Would you please restate all of the data exactly?

--------------------------------

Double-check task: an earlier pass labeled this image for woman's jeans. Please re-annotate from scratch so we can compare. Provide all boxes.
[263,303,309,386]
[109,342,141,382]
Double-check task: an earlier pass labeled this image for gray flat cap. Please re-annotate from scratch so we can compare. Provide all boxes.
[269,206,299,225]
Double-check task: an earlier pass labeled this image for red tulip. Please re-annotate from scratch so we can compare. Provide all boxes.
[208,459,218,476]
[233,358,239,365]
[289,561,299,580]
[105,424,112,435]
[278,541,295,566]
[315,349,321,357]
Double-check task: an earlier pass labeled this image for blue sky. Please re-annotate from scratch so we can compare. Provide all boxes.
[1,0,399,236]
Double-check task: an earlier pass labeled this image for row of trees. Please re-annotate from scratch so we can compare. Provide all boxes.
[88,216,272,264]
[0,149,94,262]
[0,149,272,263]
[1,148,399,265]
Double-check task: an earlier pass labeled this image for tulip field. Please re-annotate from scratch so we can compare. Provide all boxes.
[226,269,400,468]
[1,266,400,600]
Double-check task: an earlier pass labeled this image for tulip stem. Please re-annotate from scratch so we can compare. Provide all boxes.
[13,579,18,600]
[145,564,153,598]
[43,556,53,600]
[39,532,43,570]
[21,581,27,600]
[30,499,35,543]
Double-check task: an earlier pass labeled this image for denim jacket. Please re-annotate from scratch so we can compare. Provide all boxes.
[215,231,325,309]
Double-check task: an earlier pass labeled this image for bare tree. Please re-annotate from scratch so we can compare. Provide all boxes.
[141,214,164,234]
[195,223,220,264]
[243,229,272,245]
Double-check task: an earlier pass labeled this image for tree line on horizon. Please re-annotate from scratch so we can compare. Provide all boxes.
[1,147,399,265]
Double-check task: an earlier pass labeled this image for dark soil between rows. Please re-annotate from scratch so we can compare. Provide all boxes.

--------------------------------

:: Your solution ::
Double-check task: an earlier pass labeled this image for woman's jeans. Please re-annotate from scratch so we can compare. Provide all boxes.
[263,303,309,386]
[109,342,141,382]
Double-check task: an earlier pass labeled this image for gray flat cap. Please re-annotate from scratch so we can compare. Provide all boxes.
[269,206,299,225]
Double-check task: an earlier pass labeled this image for red tulip. Please re-annotate from scratch so we can compare. Provide all boxes.
[208,459,218,476]
[233,358,239,365]
[289,561,299,580]
[105,424,112,435]
[278,541,295,566]
[315,349,321,357]
Double-check task: an earlier pass labeled this image for blue sky. Please re-annotate from scratch so we can compare. Provide all boxes.
[1,0,399,236]
Double-check task: an earlier pass labeled this image for row of trees. Please re-annotate from scratch so we can compare. Provide all boxes.
[88,216,272,264]
[0,149,94,262]
[0,149,272,263]
[1,148,399,265]
Double-check task: an earlier pass labeled this image for tulip field. Please re-annotate from scratch so we can compare. Provide all boxes.
[226,269,400,468]
[1,266,400,600]
Double-check task: an earlier pass labeled this image for tulip stem. Please re-annotate from scratch so we can compare. Provide all boxes.
[13,579,18,600]
[145,564,153,598]
[43,556,53,600]
[39,532,43,570]
[21,581,27,600]
[30,499,35,543]
Double-check task: an earlier pass labeled this image for denim jacket. Please re-annotate from scratch so we can compare. Provide all boxes.
[215,231,325,309]
Double-check task: an earlier pass labeled this image for bare tree. Please re-annotate from scratch so we can compare. Provide all boxes.
[141,214,164,234]
[195,223,220,264]
[243,229,272,245]
Double-check task: an earlier pass labeled this image for tree line on horizon. Please re-annotate from scratch so we can compare. Provide all boxes.
[1,147,399,265]
Double-check task: an earlier pass labeled this image for dark soil between rows. Please re-annotate from scratch so we can compare. Provide all boxes.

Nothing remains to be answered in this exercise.